El campo de actuación de Brooks es la parodia, de ahí que sea ineludible la referencia obvia a lo parodiado, en este caso en forma de homenaje sincero y cariñoso. Su humor bascula entre la existencia de auténticos momentos de brillantez y el chascarrillo más zafio. Es precisamente esa descompensación en el tono lo que puede hacer que el espectador o bien se mantenga en el bando de sus seguidores o bien opte por formar parte del también nutrido grupo de recelosos de su trabajo –más que detractores–, todo según los gustos de cada cual y el nivel de aversión a sus payasadas. De forma beneficiosa para él, eso abre un amplio abanico para el público, donde –de una u otra manera– casi cualquier espectador tiene su lugar.

En “El jovencito Frankenstein”, su cuarta película como director, centra la parodia en el cine de terror de la Universal de los años treinta, concretamente en el ciclo dedicado al monstruo de Frankenstein, y en particular, en lo que respecta a las tres primeras películas del mismo: “El doctor Frankenstein” (Frankenstein, 1931), “La novia de Frankenstein” (Bride of Frankenstein, 1935), ambas dirigidas por James Whale, y “La sombra de Frankenstein” (Son of Frankenstein, 1939), de Rowland W. Lee, de las que caricaturiza diversas escenas con mayor o menor gracia.

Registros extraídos

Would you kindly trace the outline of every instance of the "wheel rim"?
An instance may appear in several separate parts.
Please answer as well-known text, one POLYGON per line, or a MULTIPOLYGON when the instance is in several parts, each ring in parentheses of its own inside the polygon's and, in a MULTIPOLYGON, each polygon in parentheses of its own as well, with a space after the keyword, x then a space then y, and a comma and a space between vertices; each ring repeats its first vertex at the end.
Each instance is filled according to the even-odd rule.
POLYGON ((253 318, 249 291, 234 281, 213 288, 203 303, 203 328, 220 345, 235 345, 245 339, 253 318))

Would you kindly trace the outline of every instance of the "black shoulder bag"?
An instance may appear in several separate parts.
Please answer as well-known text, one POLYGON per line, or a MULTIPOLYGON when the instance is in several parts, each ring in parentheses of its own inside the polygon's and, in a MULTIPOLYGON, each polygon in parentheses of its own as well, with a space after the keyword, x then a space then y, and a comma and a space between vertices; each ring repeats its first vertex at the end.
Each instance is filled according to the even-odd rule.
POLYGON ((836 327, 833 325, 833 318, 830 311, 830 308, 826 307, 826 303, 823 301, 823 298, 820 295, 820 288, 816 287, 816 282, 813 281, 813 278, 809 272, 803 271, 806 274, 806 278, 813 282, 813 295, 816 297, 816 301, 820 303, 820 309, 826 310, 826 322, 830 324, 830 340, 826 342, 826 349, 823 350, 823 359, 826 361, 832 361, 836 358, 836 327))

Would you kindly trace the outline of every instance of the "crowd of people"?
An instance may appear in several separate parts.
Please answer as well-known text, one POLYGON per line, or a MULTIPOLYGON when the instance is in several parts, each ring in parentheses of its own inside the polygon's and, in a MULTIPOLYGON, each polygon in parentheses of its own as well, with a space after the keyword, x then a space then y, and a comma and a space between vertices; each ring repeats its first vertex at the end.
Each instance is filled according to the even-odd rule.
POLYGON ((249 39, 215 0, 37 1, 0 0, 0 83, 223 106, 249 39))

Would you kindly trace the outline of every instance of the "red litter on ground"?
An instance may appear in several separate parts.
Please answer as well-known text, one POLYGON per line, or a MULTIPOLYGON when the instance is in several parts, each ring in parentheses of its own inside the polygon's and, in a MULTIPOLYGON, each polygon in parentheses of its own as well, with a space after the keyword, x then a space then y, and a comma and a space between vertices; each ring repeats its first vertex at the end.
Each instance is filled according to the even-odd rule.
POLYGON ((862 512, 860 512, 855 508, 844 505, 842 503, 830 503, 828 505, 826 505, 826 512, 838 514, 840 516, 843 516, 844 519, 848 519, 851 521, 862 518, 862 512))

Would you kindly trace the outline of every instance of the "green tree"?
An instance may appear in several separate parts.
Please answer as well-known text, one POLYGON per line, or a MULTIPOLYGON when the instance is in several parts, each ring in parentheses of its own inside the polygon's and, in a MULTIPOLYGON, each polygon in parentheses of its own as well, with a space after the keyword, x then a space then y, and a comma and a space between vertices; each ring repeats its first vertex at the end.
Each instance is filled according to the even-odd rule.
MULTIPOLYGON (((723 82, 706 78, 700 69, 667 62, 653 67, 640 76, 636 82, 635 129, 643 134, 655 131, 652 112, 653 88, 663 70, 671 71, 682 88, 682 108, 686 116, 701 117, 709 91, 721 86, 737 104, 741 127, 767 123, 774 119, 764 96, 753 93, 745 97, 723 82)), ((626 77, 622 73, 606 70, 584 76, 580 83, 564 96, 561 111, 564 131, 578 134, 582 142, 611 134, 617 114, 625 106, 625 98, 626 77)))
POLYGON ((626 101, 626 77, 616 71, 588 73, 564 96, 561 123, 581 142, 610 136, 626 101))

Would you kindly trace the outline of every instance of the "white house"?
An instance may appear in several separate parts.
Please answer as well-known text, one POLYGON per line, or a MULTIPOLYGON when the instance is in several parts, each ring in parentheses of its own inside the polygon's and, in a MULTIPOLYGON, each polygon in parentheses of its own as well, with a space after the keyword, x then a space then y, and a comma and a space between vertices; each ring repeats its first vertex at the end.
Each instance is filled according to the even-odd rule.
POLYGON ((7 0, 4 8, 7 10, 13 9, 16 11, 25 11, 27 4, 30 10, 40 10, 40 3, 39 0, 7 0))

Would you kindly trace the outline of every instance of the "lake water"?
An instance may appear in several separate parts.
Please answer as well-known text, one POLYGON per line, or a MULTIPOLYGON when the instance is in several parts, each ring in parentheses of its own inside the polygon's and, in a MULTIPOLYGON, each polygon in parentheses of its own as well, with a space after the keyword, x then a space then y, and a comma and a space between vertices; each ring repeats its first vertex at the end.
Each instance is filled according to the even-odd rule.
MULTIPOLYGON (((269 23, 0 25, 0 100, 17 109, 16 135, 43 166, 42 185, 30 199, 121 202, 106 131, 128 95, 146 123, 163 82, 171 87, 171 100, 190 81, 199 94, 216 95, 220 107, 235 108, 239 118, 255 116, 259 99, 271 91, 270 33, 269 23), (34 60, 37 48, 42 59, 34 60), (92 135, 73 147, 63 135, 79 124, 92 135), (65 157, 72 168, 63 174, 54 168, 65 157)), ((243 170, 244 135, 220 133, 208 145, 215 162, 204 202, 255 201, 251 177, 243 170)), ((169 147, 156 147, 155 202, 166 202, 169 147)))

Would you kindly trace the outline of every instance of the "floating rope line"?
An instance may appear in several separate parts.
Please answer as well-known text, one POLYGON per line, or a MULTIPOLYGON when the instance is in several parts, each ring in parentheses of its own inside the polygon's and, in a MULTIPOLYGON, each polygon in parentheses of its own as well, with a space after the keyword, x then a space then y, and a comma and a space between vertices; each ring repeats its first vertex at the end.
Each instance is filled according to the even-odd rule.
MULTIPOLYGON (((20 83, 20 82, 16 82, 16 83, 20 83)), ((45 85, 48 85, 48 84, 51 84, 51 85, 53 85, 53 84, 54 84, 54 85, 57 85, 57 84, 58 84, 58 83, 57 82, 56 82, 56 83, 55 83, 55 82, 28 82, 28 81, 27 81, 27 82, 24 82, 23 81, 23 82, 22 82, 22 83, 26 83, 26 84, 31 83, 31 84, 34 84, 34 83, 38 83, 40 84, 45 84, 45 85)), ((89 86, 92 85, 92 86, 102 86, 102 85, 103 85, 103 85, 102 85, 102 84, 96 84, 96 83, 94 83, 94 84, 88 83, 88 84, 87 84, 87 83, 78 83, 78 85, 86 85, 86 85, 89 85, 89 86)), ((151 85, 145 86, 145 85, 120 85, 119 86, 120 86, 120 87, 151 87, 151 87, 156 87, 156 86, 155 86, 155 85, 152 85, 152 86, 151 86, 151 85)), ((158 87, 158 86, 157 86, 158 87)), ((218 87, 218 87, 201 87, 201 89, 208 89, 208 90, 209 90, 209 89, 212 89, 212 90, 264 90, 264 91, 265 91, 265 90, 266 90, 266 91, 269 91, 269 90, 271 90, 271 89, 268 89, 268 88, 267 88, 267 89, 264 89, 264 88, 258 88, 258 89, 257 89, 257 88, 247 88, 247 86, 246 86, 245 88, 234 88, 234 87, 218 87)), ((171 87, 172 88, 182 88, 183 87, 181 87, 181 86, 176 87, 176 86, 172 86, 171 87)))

◆ **Qué redactar**: ¿Puedes continuar el texto sobre «El jovencito Frankenstein» de Brooks a partir de su última oración?

◆ **Respuesta**:
Esta comedia recrea una historia similar a la clásica que Boris Karloff interpretó para la Universal, sólo que utilizando la excusa de estar ahora protagonizada por descendientes directos de aquellos personajes. Frederick Frankenstein (Gene Wilder), nieto del famoso Victor Frankenstein, enseña medicina en la universidad. Allí recibe la visita de un abogado que le comunica que ha sido encontrada la herencia que le dejó su abuelo. Para tomar posesión de la misma, Frederick viaja a Transilvania (referencia tradicionalmente vampírica que aquí ve variado el objeto de evocación). Allí le recibe el jorobado Igor (Marty Feldman), descendiente también del ayudante del finado Victor. Frederick, pese a la antipatía que siente hacia los hechos llevados a cabo por su antepasado (incluso llega a introducir ciertos cambios en su apellido con el fin de no hacerlo reconocible) y una vez llega al castillo de quien fue su abuelo, comienza a sentir un impulso irresistible de continuar con los experimentos que aquel había emprendido. Esto le llevará a revivir las mismas situaciones por las que pasó su ascendiente en los clásicos de la Universal.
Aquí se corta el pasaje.